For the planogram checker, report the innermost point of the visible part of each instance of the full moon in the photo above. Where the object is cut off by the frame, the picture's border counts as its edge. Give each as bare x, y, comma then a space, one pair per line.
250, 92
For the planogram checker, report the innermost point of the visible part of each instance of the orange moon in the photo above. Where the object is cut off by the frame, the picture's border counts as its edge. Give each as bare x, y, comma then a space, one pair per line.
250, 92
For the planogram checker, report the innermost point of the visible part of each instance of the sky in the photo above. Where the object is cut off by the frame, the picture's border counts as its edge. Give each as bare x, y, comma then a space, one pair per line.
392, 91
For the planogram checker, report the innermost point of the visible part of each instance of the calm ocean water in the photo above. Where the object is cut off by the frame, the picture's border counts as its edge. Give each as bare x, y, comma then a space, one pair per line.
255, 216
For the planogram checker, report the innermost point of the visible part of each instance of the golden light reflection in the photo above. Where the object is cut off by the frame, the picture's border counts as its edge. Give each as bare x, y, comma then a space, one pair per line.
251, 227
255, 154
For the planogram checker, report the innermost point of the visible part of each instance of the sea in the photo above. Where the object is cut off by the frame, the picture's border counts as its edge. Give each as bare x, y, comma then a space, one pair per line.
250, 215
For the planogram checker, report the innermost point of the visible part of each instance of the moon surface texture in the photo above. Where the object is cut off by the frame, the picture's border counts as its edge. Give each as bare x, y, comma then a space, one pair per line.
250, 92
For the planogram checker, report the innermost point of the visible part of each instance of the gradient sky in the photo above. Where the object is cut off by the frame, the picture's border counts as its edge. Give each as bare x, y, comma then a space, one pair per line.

··········

- **Set problem**
Reproduce every item above verbatim, in the same order.

- **The response**
For the planogram checker, report the innermost point of the visible part of each instance of the full moon in the photo above. Where the object is cut off by the frame, the picture's border counts as its edge. Give each as bare x, y, comma then a space, one pair per line.
250, 92
For the planogram checker, report the innermost point of the visible part of each instance of the orange moon in the photo above. Where the object is cut off by the frame, the picture's border counts as its edge. Give each as bare x, y, comma then a space, one pair per line.
250, 92
For the planogram checker, report the innermost point of the visible part of each instance of the sky in the photo above. Where the object is cut off by the frame, the picture's border counts as its edge. Give each as bare x, y, comma then a space, one pair per line.
392, 91
For the planogram checker, report the innermost point of the visible part of each instance of the calm ocean water in the photo above. Where the object is cut off by the frame, the picture's border counts as its edge. Give each as bare x, y, comma then a space, one pair per line.
255, 216
For the planogram checker, report the innermost point of the visible part of each instance of the golden light reflection in the photo above. Where the object is cut off by the frame, the picture's border counts as its edge. Give each as bare x, y, comma then a space, one pair per line.
251, 227
255, 154
For the planogram checker, report the innermost point of the visible part of each instance of the sea in the photo above. Where the object is cut off by the frame, the picture's border counts as its edge. Give each as bare x, y, comma then a space, one pair per line.
250, 215
For the planogram checker, report the innermost point of the visible part of each instance of the moon surface texture in the photo above. Where the object is cut off by the frame, the picture's border counts as its edge. Give each as bare x, y, comma then a space, one pair per line.
250, 92
For the planogram checker, report the innermost point of the visible part of each instance of the gradient sky in the photo above. Where the object is cut off by the frame, the picture's border counts as its edge. Give each as bare x, y, comma then a space, one pair per line.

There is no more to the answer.